Excluding any images, copy all of the lines below precisely as written.
·····
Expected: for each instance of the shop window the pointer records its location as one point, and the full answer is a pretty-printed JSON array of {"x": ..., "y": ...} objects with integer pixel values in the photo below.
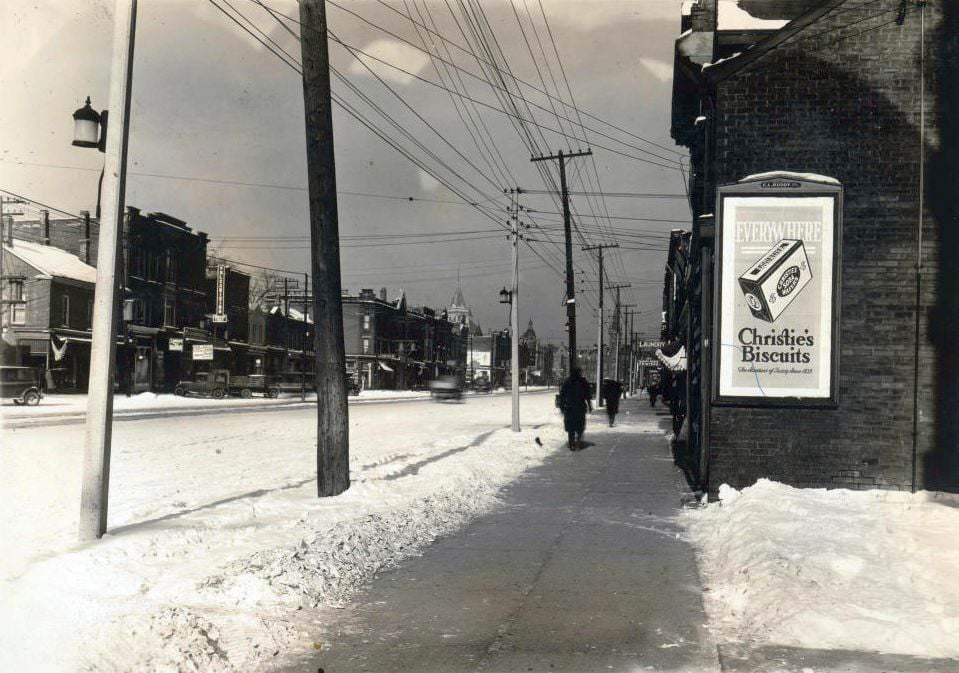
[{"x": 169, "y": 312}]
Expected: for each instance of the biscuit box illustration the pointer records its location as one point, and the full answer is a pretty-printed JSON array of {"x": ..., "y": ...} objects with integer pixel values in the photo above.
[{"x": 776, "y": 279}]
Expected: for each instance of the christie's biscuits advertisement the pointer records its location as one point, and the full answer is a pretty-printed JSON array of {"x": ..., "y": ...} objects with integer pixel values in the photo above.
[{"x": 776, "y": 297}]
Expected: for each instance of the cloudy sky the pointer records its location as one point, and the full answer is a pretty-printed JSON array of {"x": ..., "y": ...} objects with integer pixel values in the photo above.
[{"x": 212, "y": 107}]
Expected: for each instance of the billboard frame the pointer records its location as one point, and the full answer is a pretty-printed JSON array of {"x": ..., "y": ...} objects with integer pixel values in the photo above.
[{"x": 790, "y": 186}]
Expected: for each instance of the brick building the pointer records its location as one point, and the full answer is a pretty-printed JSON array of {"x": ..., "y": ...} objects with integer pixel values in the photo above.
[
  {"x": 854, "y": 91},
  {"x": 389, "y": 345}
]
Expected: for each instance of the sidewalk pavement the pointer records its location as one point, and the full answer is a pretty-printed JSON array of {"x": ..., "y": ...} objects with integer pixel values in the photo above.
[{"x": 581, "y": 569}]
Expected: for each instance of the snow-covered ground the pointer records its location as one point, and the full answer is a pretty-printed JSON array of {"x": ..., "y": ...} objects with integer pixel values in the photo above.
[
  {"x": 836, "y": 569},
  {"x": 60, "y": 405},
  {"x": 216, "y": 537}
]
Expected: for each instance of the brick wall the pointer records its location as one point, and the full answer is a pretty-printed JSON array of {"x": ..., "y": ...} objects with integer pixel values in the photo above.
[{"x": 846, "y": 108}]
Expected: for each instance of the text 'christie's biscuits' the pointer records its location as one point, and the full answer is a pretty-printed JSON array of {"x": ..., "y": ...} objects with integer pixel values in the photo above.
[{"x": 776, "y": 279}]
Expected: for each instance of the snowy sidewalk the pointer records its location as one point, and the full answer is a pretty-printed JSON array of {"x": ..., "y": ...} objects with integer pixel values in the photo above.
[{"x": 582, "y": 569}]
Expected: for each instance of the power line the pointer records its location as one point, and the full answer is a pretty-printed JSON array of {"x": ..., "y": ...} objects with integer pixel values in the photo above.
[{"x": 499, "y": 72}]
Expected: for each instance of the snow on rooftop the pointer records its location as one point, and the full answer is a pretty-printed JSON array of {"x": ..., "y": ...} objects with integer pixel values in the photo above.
·····
### WRITTEN ANSWER
Expected: for each instance of the shop window the pointer records its location as one point, and the full answer is a pretty-printed JSON array of {"x": ..., "y": ...} objects with integer pixel values in the photo below.
[{"x": 169, "y": 312}]
Expected: for each instance of the biscuit box illustration the pointer records its location as one point, and the full answer is a pretty-printed JSON array of {"x": ..., "y": ...} objects with integer pixel values in the photo above.
[{"x": 776, "y": 279}]
Expected: for each instance of the christie's biscuits advertisement the pointer records its location as one point, and the full answer is a pretty-printed JSON array of {"x": ..., "y": ...} objects with integer pixel values in the photo above.
[{"x": 776, "y": 297}]
Expected: for each instance of the cloudy sky the pointer records its location as one point, and the full answer is a pretty-printed JSON array of {"x": ..., "y": ...} objects with integer pixel values in the photo above.
[{"x": 212, "y": 107}]
Expected: for each instance of the billboard frame the pointer records its location as one point, and the full answer is a pretty-printed JSON array of {"x": ..., "y": ...} objects with integer pixel values in the photo above.
[{"x": 790, "y": 186}]
Expected: for each instance of the brick building the pointer records its location as one point, and the full answer is a pretty-printed JSON array of {"x": ..., "y": ...} objects with integer pixel values in the photo above.
[
  {"x": 854, "y": 91},
  {"x": 389, "y": 345}
]
Expected: for each instance of the sidewalk pavement the pointer records its location as one point, and the full answer is a pretty-printed JSON array of {"x": ..., "y": ...} objects with integer pixel values in the photo above.
[{"x": 581, "y": 569}]
Expected: for each instance of the snow-covered ground the pointer records its location as one point, and the full answer is a pretty-printed JSON array of {"x": ..., "y": ...} objects with integer pixel values in the photo above.
[
  {"x": 836, "y": 569},
  {"x": 60, "y": 405},
  {"x": 216, "y": 537}
]
Expected: for each instance of the brick wall the pointer records its location as one point, and the full answer is a pretty-printed JSON array of {"x": ..., "y": ...} objects with integer pixel values in the photo above.
[{"x": 846, "y": 108}]
Expected: for each instance of the text 'christie's biscuits' the pointer records its location as one point, and the full answer is a pretty-printed JSON array of {"x": ..., "y": ...} objects with integer pixel values in the photo above.
[{"x": 776, "y": 279}]
Expected: for each instance of the snowy sidewalk the pointer records its location as one point, and the full answer is a pretty-printed JSON array of {"x": ..., "y": ...} objects with integer pixel values in the photo above.
[{"x": 582, "y": 569}]
Expected: for each instance of the power line the pointer records its location as one point, and the full answer is a pretty-printed JSON array of {"x": ..., "y": ...} objects with integer pixel values in the photo above.
[{"x": 499, "y": 72}]
Expected: for each instance of the snow on rooftop the pointer records its location as one point, and the full answer is a pretty-printed JSON array of {"x": ..., "y": ...} objects with integer pixel values in the photo above.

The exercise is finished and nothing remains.